(What to work on):
A - Reproduce the reproductive health roundup word for word, beginning at "Global gag rule, conscience rule, ban" and stopping after "their reproductive health.".
B - Take the reproductive health roundup further, picking up after its last sentence.

---------- Provided text ----------

Roundup: Early Action on Reproductive Health Expected for New Administration

Global gag rule, conscience rule, ban on stem cell funding on the chopping block in new administration's first days; PEPFAR: good on access to treatment, failure on prevention; George W. Bush the "most pro-life President ever"?

President Obama took office just 24 hours ago, and the world is already a very different place for women and their reproductive health.

Global Gag Rule, Conscience Rule, and Ban on Stem Cell Funding on the Chopping Block

Word is that the administration will repeal the global gag rule tomorrow,
on the 36th anniversary of Roe v. Wade.  "This is a big victory for
women overseas," said Tod Preston, vice
president for government relations at Population Action International,
told the LA Times. "We know their health has been severely impacted by
the cutoff. If you want to reduce unintended pregnancies, abortion and
women dying from high-risk pregnancies because they don’t have access
to family planning, you don’t do it by cutting off U.S. assistance."

---------- Given information ----------

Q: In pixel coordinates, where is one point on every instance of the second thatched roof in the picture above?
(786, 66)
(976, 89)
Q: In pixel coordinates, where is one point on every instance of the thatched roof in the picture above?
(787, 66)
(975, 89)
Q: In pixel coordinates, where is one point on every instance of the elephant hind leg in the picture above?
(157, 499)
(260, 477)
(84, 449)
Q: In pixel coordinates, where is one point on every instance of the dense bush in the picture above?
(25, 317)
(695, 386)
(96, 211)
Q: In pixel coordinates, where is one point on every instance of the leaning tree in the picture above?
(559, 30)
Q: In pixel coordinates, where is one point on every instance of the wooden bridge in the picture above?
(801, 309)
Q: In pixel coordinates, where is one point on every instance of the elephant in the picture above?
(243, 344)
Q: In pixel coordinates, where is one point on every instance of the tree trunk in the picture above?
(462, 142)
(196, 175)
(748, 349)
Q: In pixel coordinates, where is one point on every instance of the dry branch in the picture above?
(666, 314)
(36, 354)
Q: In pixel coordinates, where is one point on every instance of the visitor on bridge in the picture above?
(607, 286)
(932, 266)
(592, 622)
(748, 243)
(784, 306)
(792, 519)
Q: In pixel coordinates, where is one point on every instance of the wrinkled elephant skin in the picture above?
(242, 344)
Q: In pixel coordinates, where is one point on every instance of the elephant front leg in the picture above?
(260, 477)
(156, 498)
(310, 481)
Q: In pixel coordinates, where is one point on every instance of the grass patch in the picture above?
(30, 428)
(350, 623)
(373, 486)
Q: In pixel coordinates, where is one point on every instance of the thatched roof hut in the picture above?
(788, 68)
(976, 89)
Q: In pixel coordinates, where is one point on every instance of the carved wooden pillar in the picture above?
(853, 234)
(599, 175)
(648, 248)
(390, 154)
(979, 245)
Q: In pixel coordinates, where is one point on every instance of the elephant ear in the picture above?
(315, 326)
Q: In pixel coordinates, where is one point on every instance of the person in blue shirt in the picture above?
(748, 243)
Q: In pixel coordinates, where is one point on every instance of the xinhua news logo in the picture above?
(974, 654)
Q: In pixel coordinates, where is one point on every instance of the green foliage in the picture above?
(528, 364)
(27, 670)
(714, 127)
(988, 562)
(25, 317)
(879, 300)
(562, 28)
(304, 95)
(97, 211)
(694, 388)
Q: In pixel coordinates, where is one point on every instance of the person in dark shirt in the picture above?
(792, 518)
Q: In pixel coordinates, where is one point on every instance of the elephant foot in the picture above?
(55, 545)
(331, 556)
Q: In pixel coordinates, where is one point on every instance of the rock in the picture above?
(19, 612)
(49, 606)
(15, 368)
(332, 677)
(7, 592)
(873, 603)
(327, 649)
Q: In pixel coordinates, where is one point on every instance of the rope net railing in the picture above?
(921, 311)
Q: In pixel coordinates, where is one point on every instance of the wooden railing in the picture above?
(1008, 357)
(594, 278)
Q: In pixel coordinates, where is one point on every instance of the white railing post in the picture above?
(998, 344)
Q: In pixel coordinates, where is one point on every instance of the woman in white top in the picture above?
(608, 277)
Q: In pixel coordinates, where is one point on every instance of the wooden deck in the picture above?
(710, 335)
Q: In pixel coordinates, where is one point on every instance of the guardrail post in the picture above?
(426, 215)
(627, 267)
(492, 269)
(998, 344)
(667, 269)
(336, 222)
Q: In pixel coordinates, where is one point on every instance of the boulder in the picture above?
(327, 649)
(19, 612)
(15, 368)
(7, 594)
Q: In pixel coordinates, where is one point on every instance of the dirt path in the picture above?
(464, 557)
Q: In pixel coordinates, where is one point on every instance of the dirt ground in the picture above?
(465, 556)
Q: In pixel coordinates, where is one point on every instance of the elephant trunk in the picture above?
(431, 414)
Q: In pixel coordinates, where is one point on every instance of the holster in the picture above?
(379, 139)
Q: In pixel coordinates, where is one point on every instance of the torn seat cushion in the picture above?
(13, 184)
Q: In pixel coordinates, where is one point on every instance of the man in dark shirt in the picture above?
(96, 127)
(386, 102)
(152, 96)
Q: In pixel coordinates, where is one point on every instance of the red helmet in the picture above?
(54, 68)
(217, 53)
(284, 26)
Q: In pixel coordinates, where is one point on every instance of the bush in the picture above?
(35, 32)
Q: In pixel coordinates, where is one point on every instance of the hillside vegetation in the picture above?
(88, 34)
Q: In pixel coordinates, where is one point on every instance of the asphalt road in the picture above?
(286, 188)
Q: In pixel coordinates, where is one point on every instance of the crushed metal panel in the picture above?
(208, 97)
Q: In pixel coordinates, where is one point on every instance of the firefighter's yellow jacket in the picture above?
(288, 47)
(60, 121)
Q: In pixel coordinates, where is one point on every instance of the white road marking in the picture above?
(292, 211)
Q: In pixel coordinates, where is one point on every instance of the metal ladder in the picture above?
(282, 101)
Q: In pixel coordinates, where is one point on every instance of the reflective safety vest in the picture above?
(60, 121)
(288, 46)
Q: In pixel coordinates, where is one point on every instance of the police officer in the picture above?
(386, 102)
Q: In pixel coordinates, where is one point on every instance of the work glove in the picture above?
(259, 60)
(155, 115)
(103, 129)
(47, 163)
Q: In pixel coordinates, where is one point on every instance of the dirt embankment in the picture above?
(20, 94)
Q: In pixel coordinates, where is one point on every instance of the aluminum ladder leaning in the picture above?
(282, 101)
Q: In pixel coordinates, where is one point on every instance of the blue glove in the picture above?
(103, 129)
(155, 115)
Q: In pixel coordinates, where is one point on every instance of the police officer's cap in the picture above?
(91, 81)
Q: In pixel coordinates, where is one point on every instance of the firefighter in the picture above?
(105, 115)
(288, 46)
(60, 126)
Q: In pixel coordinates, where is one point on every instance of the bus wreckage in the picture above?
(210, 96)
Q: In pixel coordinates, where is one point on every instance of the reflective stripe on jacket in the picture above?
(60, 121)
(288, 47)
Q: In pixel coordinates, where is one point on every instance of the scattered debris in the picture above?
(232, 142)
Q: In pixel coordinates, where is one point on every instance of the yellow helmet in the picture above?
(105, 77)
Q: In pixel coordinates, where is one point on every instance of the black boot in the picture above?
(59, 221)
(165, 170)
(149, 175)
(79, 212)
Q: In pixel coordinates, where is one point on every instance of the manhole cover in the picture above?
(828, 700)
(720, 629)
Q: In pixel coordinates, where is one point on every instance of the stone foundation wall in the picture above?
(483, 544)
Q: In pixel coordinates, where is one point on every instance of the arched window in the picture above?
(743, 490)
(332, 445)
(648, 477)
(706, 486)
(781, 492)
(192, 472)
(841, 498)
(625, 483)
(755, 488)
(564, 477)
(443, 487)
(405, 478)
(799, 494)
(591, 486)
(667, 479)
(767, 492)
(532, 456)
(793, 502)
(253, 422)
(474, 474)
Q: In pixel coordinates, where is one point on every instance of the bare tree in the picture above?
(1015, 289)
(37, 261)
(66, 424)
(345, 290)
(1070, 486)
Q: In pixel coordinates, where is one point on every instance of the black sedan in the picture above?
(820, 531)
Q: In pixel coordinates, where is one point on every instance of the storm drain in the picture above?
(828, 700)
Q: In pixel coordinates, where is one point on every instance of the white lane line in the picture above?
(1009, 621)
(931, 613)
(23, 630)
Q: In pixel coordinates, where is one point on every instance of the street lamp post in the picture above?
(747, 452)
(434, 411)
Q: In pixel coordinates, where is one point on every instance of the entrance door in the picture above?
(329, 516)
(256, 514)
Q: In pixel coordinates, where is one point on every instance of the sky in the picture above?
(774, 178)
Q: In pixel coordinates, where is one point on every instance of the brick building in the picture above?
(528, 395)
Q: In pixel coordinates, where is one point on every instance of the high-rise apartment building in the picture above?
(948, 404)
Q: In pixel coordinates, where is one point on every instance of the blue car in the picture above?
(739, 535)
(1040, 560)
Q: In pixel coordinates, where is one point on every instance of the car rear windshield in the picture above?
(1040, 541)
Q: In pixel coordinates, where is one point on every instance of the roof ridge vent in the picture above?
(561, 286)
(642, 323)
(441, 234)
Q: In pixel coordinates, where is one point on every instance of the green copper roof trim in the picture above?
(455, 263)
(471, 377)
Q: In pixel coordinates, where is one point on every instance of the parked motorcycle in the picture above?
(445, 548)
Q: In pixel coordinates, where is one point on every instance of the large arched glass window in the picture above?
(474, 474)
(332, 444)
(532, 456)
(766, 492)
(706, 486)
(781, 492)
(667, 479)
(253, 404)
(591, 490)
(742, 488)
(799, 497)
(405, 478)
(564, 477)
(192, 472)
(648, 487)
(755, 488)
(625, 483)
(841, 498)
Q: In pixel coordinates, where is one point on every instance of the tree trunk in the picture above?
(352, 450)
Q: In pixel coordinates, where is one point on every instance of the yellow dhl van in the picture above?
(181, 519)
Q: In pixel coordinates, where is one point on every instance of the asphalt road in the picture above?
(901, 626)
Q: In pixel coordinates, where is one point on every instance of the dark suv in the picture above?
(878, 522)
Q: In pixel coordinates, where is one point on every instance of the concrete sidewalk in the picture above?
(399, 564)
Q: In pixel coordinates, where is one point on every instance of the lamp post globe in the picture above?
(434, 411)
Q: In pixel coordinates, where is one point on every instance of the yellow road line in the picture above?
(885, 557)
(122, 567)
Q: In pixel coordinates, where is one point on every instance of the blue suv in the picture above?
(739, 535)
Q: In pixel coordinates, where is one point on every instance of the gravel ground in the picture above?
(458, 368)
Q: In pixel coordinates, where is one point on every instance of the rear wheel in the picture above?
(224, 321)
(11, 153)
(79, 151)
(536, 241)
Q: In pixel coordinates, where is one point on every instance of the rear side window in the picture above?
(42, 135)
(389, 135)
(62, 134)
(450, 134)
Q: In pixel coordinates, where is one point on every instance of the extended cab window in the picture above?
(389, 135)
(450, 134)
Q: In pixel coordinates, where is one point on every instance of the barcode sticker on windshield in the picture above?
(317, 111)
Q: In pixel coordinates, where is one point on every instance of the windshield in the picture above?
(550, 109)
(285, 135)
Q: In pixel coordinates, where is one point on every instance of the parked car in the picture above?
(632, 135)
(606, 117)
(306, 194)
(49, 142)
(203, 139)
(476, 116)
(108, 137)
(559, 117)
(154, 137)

----------

(Responses to the tasks):
A -
Global gag rule, conscience rule, ban on stem cell funding on the chopping block in new administration's first days; PEPFAR: good on access to treatment, failure on prevention; George W. Bush the "most pro-life President ever"?

President Obama took office just 24 hours ago, and the world is already a very different place for women and their reproductive health.

B -
The LA Times reports
that the new administration also plans to "freeze" many of the midnight regulations
promulgated by the Bush administration, including the Department of
Health and Human Services’s provider conscience expansion, which would
enable health care providers to deny access to critical health care,
including forms of contraception, to women.  But the New York Times says addressing this regulation may take more time, as it went into effect January 19: "A 1983 Supreme Court
decision suggests that the new administration would need to go through
a formal rule-making process, with an opportunity for public comment,
if it wanted to revoke this rule."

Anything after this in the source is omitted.